- Aim
Please count the lines in the records below that contain the string "window" with matching case, and give only the number.

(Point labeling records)
----------------

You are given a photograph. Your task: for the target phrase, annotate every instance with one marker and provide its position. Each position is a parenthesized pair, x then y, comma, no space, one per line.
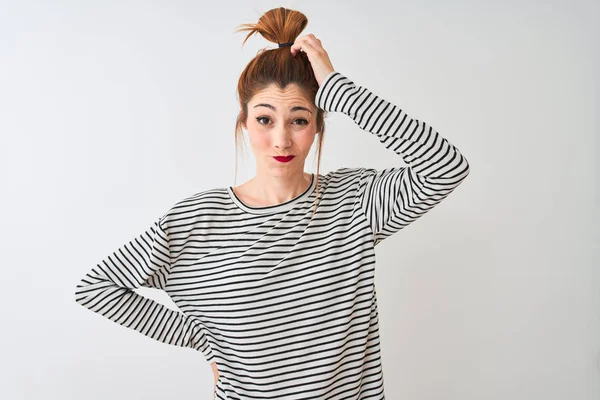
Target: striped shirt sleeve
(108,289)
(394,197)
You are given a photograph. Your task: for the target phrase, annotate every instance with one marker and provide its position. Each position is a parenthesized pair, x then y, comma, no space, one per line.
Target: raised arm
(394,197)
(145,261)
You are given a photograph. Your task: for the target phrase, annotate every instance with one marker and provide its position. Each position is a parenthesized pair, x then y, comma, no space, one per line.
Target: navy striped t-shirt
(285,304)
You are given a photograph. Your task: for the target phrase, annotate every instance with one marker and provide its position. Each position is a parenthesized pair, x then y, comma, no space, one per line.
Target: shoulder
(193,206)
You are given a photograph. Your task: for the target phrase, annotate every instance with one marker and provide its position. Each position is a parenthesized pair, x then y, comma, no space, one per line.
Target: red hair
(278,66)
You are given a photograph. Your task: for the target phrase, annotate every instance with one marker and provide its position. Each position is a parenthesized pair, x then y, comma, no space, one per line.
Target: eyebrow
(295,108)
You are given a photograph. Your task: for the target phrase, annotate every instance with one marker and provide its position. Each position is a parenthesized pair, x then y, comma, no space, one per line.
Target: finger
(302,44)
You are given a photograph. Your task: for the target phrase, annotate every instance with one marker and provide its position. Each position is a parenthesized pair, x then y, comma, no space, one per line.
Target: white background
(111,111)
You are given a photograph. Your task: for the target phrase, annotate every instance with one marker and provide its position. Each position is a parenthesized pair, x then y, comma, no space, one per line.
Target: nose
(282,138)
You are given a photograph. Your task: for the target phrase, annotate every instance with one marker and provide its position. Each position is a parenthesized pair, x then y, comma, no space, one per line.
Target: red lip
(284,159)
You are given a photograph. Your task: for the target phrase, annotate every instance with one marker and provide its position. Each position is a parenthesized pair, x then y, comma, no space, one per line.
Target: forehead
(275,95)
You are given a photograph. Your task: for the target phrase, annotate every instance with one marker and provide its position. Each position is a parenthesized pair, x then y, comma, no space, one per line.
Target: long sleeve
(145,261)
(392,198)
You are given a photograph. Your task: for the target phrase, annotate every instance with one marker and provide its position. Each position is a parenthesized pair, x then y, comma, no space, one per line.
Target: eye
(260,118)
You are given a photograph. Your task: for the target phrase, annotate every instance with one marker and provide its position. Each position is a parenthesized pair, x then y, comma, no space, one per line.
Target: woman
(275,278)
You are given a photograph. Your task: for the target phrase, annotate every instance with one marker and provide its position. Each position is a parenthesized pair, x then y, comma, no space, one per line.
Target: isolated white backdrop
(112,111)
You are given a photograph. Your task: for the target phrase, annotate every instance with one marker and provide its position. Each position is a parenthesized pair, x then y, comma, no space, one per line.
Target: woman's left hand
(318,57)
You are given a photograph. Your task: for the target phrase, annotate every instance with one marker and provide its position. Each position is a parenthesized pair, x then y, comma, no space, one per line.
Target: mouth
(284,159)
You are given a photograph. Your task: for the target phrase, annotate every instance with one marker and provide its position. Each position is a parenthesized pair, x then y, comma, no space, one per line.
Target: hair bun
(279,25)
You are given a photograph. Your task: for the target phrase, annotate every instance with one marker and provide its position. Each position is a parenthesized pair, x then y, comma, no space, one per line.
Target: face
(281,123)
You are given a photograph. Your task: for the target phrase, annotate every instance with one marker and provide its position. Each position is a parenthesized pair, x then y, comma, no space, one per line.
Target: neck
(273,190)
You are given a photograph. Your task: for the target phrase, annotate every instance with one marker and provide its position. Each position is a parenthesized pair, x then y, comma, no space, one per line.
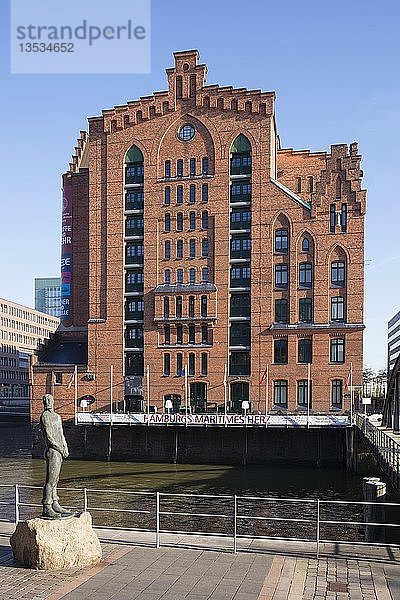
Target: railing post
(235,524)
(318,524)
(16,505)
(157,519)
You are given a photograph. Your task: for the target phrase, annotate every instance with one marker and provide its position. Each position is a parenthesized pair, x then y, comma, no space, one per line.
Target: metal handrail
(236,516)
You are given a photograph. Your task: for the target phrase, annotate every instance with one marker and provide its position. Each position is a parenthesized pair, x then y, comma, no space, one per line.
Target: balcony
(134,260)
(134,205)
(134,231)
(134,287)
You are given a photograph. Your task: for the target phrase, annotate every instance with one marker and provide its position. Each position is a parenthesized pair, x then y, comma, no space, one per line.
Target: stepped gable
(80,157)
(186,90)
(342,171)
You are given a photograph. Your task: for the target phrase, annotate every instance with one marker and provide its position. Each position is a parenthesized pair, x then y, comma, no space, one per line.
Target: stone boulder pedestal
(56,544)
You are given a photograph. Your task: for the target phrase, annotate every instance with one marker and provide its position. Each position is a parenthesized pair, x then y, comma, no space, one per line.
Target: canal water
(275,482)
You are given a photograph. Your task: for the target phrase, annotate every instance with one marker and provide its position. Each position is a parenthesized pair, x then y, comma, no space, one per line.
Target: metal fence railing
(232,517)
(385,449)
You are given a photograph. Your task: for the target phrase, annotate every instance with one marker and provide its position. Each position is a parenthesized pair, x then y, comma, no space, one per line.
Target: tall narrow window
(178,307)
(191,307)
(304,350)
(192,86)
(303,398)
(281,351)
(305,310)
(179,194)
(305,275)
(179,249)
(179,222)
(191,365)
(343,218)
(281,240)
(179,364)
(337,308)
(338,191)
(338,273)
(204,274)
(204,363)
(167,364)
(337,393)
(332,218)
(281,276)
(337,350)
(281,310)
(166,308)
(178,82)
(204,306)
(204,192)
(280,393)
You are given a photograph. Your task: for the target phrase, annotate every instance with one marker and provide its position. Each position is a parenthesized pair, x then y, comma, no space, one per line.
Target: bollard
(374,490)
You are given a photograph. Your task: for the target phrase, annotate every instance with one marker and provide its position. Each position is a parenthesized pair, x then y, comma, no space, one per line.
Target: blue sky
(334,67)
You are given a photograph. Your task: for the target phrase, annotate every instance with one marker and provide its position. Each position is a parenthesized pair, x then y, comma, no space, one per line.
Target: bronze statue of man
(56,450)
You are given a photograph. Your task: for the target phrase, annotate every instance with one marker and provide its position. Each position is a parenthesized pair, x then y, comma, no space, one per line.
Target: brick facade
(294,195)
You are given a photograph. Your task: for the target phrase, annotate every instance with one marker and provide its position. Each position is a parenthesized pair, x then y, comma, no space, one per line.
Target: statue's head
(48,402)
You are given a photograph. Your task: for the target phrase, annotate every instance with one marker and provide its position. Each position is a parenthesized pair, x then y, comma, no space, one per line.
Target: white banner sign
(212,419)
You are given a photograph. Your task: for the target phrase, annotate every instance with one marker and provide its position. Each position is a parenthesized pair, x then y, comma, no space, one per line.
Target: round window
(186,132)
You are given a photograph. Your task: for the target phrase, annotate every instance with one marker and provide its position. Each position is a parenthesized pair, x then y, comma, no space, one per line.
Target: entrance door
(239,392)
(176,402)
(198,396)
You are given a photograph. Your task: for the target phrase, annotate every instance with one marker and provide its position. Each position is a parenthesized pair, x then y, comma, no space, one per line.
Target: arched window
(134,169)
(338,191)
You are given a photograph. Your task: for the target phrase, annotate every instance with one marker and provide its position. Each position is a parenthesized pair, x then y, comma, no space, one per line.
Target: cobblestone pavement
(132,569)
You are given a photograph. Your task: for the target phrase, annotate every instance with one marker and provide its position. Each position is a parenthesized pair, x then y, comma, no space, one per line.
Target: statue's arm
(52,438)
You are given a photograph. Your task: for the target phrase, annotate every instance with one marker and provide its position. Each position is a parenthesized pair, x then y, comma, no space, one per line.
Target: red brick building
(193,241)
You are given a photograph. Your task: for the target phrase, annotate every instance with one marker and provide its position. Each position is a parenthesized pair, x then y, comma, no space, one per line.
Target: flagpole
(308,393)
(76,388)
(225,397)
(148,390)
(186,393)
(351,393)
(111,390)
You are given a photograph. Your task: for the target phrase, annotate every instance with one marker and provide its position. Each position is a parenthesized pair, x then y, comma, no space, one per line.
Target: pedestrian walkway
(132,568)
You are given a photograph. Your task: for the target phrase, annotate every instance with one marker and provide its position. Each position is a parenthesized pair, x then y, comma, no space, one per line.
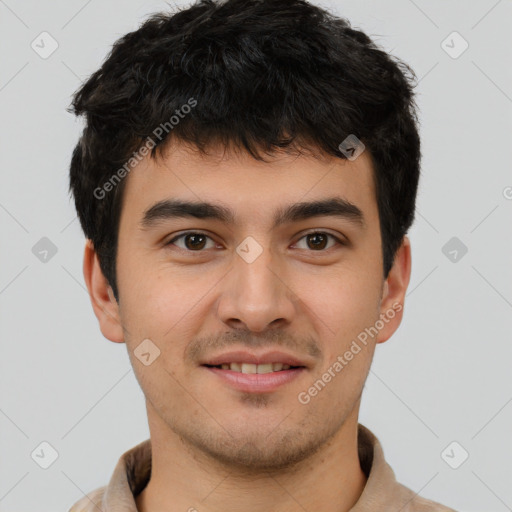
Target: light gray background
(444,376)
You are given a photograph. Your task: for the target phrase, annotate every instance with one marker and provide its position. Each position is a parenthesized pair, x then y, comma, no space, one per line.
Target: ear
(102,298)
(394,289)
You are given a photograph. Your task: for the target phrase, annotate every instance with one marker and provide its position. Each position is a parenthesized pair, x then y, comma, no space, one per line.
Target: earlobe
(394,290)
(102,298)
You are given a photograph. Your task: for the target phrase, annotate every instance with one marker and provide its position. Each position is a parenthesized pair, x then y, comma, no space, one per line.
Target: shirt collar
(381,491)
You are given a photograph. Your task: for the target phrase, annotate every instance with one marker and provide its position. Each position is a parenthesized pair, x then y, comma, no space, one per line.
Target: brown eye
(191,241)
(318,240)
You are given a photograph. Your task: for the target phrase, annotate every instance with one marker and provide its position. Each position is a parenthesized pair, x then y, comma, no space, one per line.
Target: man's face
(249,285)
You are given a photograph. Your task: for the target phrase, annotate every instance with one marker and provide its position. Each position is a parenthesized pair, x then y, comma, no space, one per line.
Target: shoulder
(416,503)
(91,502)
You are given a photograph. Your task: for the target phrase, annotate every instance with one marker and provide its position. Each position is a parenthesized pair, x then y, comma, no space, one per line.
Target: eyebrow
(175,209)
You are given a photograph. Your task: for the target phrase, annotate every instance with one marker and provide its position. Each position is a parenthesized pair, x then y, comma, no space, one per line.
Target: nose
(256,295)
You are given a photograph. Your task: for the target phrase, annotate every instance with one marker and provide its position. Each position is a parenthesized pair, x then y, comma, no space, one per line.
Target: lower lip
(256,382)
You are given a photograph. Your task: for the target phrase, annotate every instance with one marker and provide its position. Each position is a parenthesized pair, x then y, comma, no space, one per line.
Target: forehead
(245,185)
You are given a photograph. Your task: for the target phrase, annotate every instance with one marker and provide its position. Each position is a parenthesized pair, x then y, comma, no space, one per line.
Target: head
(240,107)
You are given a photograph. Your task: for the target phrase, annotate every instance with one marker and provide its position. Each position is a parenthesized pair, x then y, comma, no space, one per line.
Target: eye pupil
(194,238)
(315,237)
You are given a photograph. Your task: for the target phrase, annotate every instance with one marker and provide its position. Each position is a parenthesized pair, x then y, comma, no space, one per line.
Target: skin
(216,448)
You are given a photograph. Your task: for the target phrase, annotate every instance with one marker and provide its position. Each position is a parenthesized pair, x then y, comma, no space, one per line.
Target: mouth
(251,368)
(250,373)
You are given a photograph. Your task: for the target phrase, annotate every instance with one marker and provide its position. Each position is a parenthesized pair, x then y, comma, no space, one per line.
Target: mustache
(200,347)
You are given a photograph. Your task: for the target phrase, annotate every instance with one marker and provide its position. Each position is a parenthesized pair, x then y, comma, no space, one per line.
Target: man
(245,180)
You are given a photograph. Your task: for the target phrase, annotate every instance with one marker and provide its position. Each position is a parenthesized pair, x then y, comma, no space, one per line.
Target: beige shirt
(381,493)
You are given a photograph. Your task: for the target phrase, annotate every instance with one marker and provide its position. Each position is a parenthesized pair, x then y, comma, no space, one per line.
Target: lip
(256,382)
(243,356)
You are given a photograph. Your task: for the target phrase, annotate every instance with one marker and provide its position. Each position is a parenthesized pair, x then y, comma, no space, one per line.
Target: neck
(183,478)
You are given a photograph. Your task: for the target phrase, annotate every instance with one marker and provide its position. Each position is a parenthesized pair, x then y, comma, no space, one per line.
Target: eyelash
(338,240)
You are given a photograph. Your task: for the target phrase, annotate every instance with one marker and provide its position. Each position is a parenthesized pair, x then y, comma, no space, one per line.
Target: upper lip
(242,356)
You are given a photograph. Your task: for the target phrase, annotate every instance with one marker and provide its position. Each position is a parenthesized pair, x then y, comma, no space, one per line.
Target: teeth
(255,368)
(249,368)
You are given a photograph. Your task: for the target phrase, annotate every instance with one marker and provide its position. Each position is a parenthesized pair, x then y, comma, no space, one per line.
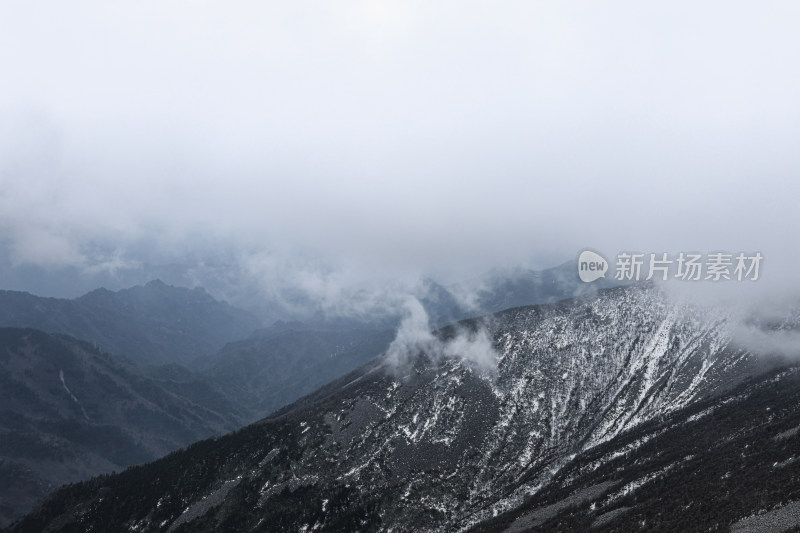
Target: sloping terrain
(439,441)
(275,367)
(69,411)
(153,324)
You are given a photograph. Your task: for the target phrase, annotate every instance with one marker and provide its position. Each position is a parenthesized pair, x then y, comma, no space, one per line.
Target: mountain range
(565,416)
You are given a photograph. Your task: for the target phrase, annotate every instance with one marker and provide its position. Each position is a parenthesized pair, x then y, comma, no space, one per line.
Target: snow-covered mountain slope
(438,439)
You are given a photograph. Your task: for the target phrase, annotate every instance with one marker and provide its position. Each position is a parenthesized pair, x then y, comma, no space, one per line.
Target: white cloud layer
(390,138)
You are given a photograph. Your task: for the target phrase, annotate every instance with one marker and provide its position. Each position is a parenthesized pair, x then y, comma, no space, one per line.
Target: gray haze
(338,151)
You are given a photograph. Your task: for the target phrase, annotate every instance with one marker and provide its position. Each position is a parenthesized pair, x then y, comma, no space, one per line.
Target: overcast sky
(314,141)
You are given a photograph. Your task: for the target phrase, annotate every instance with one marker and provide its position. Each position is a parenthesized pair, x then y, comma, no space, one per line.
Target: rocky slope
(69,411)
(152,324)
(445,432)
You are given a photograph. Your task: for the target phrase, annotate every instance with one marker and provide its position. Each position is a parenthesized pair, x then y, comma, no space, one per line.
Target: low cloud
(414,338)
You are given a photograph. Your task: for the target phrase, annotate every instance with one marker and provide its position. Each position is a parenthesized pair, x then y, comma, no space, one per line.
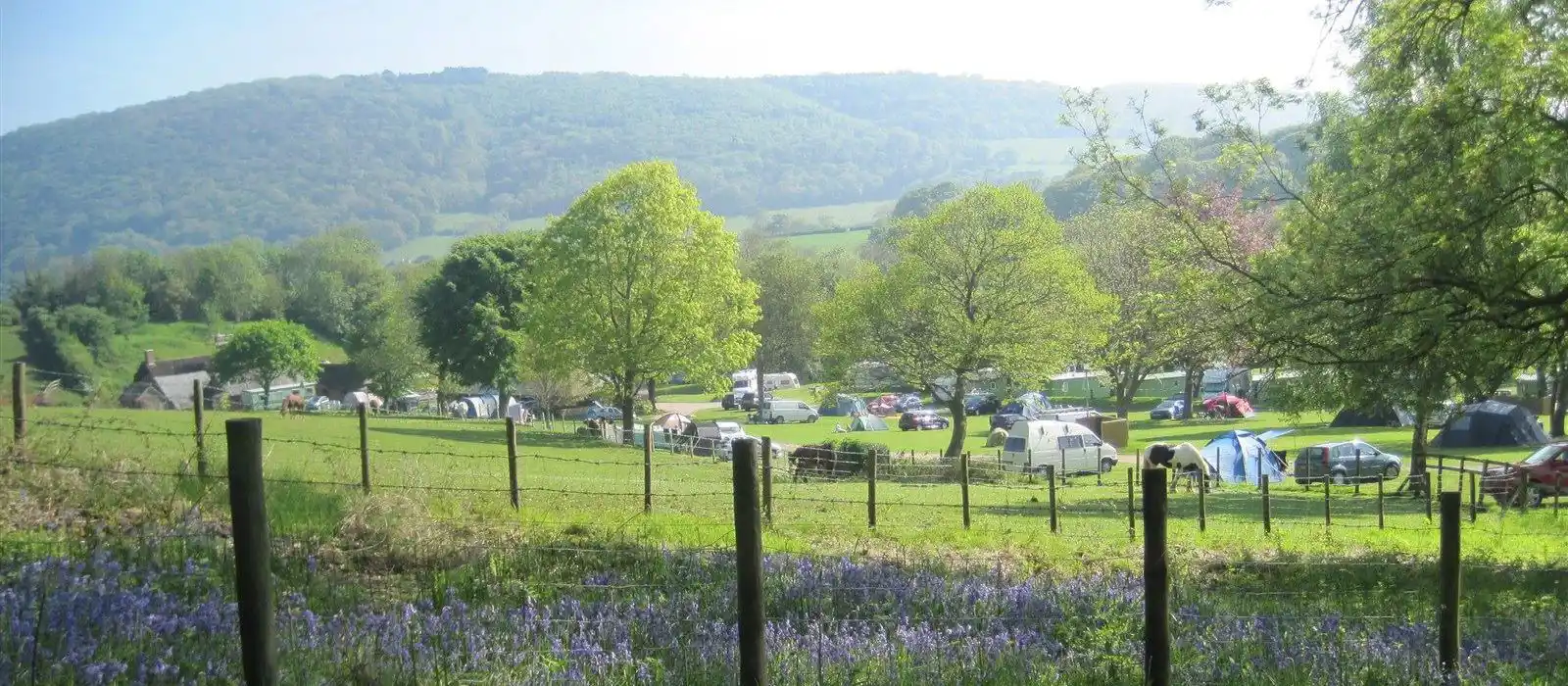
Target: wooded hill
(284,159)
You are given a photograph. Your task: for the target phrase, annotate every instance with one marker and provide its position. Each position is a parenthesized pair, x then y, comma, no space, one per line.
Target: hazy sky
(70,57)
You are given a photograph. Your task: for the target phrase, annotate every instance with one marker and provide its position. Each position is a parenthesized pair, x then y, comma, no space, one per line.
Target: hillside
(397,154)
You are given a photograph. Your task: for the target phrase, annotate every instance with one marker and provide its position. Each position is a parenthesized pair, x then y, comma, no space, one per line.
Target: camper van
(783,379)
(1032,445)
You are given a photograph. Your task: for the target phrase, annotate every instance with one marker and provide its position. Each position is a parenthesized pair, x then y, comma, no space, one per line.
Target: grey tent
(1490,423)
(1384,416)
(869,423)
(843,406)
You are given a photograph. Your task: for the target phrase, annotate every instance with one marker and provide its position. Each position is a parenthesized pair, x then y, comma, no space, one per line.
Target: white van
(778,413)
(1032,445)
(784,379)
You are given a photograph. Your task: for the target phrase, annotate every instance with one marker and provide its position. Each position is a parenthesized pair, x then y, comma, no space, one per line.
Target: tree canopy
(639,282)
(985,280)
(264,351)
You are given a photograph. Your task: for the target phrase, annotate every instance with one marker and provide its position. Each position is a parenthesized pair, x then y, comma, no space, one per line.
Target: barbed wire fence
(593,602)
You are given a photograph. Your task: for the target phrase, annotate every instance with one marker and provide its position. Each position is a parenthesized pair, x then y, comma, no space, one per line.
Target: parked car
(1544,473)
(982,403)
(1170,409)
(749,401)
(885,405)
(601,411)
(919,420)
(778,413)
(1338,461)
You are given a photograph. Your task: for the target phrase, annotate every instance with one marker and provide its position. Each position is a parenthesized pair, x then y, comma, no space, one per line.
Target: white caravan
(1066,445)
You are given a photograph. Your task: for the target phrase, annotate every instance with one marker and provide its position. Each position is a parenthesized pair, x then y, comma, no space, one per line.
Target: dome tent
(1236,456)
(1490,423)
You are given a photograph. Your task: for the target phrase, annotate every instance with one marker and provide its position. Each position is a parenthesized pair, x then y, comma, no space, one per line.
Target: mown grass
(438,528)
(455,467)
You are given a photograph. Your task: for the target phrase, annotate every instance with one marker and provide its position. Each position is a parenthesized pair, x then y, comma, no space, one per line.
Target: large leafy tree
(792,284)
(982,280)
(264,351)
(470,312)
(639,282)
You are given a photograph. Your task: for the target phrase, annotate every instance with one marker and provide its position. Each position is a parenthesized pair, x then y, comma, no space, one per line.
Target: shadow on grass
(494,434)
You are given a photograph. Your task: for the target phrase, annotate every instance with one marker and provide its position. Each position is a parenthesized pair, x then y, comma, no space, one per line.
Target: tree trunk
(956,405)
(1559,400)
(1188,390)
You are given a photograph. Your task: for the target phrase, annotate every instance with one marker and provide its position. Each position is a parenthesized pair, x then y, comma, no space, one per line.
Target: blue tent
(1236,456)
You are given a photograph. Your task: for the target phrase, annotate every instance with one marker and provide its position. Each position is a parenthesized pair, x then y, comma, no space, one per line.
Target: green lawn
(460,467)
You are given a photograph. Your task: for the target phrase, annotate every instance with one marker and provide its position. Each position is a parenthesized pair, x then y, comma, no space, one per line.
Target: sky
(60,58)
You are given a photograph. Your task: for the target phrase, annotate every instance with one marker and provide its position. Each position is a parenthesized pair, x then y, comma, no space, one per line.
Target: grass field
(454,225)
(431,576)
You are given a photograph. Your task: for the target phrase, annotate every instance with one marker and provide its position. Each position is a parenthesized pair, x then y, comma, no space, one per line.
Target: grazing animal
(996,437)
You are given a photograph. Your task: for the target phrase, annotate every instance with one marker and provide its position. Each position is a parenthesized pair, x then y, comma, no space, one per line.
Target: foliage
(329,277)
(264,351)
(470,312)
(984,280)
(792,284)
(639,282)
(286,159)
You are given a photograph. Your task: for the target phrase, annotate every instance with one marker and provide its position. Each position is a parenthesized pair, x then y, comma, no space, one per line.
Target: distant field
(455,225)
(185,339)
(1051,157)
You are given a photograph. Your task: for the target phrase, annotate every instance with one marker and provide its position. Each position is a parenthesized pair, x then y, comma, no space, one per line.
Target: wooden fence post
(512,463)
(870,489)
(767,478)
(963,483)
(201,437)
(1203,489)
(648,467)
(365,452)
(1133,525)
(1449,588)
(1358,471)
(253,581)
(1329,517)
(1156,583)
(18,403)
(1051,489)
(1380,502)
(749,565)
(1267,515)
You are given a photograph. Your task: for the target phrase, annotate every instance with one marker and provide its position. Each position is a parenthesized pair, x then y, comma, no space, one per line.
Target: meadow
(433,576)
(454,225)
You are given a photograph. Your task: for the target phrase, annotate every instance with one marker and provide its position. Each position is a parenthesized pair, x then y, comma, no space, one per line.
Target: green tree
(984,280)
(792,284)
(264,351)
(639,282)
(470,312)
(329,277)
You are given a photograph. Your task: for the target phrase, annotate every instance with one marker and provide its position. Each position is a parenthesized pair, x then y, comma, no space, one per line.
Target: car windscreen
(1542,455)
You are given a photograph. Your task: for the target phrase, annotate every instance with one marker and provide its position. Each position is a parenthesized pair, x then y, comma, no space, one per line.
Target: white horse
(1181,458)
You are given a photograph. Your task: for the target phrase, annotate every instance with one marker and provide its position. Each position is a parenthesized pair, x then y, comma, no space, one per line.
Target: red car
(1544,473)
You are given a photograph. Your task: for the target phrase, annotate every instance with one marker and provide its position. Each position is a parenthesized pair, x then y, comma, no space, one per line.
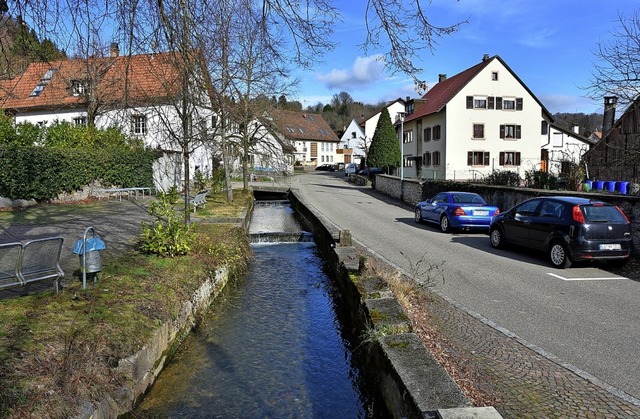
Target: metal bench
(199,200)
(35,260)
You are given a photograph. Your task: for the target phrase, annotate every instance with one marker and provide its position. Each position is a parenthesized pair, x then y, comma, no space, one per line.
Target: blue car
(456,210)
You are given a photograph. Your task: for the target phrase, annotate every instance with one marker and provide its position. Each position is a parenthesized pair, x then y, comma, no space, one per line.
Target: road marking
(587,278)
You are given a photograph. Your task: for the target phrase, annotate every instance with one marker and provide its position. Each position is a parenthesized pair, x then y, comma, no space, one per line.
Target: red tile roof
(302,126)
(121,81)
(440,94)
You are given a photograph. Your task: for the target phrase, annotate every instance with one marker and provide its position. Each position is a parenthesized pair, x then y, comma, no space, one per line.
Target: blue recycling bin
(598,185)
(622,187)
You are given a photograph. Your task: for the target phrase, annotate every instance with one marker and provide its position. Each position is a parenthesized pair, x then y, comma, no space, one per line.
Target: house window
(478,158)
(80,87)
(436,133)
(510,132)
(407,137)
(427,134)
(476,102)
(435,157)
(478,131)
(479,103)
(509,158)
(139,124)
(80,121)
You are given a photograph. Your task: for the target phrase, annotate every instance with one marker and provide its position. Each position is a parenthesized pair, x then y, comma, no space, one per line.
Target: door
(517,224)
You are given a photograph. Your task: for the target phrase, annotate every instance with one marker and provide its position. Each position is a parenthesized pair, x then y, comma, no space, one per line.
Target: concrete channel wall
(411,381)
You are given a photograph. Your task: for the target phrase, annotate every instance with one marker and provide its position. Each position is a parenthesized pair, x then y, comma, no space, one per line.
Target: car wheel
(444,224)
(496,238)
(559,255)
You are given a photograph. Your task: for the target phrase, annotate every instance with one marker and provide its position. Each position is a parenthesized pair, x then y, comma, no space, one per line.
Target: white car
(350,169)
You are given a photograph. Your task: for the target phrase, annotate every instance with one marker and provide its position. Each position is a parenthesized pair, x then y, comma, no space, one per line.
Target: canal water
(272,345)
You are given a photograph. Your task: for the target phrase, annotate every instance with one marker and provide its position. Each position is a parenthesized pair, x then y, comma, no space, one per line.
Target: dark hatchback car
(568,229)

----------------

- The result
4